_WHAT NEEDS TO BE DONE_
Your response should consist of the entire listing, transcribed exactly, with every image left out.

_SUPPLIED MATERIAL_
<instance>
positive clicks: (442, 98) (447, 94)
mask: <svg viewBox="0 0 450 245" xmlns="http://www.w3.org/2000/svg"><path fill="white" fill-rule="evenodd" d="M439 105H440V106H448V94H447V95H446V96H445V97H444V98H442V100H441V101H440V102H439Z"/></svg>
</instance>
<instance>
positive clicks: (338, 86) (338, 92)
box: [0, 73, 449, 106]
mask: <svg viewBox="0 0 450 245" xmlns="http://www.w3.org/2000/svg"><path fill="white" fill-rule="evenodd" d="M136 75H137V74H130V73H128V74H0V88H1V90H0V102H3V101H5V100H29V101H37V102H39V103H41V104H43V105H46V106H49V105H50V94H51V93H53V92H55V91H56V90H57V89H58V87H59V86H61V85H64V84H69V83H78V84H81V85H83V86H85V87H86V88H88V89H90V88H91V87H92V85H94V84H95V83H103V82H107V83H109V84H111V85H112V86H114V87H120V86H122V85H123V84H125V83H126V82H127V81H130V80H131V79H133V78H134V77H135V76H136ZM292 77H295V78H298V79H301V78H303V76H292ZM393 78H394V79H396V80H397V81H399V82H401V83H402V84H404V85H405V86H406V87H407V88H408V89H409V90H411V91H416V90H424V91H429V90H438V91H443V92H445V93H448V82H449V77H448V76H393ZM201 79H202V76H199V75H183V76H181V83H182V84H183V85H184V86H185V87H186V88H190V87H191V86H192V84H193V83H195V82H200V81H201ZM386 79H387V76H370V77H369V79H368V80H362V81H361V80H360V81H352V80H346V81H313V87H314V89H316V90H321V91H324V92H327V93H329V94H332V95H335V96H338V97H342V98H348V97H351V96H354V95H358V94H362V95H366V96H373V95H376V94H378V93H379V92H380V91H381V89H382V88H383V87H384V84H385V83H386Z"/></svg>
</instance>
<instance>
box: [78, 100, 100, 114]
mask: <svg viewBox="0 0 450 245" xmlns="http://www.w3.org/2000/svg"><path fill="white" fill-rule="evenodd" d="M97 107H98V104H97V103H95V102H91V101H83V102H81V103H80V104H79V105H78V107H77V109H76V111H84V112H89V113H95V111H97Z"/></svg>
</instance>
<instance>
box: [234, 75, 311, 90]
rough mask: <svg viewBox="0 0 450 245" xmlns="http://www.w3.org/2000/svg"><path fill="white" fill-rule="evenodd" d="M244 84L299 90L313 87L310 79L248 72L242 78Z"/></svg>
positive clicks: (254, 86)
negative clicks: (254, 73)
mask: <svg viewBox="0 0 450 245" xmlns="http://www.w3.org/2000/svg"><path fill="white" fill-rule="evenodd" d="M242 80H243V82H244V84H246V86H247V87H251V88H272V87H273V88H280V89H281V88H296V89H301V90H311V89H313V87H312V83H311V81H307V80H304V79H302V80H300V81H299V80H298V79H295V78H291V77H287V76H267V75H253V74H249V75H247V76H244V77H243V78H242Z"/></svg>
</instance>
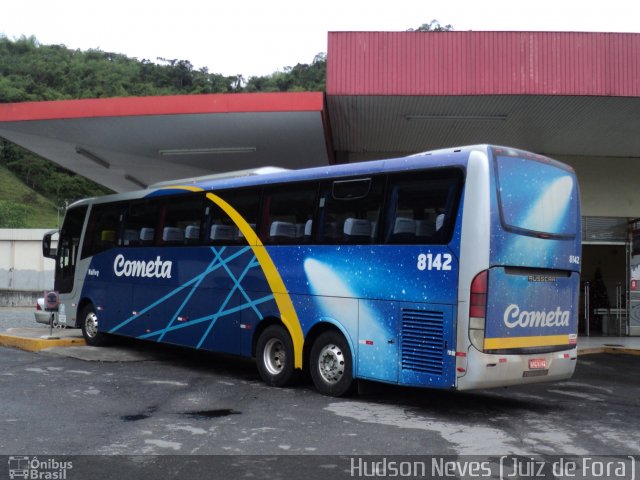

_SOLUTION_
<instance>
positive clicks: (442, 98) (447, 94)
mask: <svg viewBox="0 0 450 245" xmlns="http://www.w3.org/2000/svg"><path fill="white" fill-rule="evenodd" d="M439 105H440V106H448V94H447V95H446V96H445V97H444V98H442V100H441V101H440V102H439Z"/></svg>
</instance>
<instance>
positive clicks: (338, 86) (338, 92)
box: [0, 73, 449, 106]
mask: <svg viewBox="0 0 450 245" xmlns="http://www.w3.org/2000/svg"><path fill="white" fill-rule="evenodd" d="M136 75H137V74H130V73H128V74H0V88H1V90H0V102H3V101H5V100H29V101H37V102H39V103H41V104H43V105H46V106H49V105H50V94H51V93H53V92H55V91H56V90H57V89H58V87H59V86H61V85H64V84H69V83H78V84H81V85H83V86H85V87H86V88H88V89H90V88H91V87H92V85H94V84H95V83H103V82H107V83H109V84H111V85H112V86H114V87H120V86H122V85H123V84H125V83H126V82H127V81H130V80H131V79H133V78H134V77H135V76H136ZM292 77H295V78H298V79H301V78H303V76H292ZM393 78H394V79H396V80H397V81H399V82H401V83H402V84H404V85H405V86H406V87H407V88H408V89H409V90H411V91H416V90H424V91H429V90H438V91H443V92H445V93H448V82H449V77H448V76H393ZM201 79H202V76H199V75H183V76H181V83H182V84H183V85H184V86H185V87H186V88H190V87H191V86H192V84H193V83H195V82H200V81H201ZM386 79H387V76H370V77H369V79H368V80H362V81H361V80H360V81H352V80H346V81H313V87H314V89H316V90H321V91H324V92H327V93H329V94H332V95H335V96H338V97H342V98H348V97H351V96H354V95H358V94H362V95H366V96H373V95H376V94H378V93H379V92H380V91H381V89H382V88H383V87H384V84H385V83H386Z"/></svg>
</instance>
<instance>
box: [78, 100, 100, 114]
mask: <svg viewBox="0 0 450 245" xmlns="http://www.w3.org/2000/svg"><path fill="white" fill-rule="evenodd" d="M97 107H98V104H97V103H95V102H91V101H83V102H81V103H80V104H79V105H78V107H77V109H76V111H84V112H89V113H95V111H97Z"/></svg>
</instance>
<instance>
box: [234, 75, 311, 90]
rough mask: <svg viewBox="0 0 450 245" xmlns="http://www.w3.org/2000/svg"><path fill="white" fill-rule="evenodd" d="M244 84L299 90L313 87L310 79L248 72L242 78Z"/></svg>
positive clicks: (254, 86)
negative clicks: (254, 73)
mask: <svg viewBox="0 0 450 245" xmlns="http://www.w3.org/2000/svg"><path fill="white" fill-rule="evenodd" d="M242 80H243V82H244V84H246V86H247V87H251V88H272V87H273V88H280V89H281V88H296V89H301V90H311V89H313V87H312V83H311V81H307V80H304V79H302V80H300V81H299V80H298V79H295V78H291V77H287V76H267V75H253V74H249V75H247V76H244V77H243V78H242Z"/></svg>
</instance>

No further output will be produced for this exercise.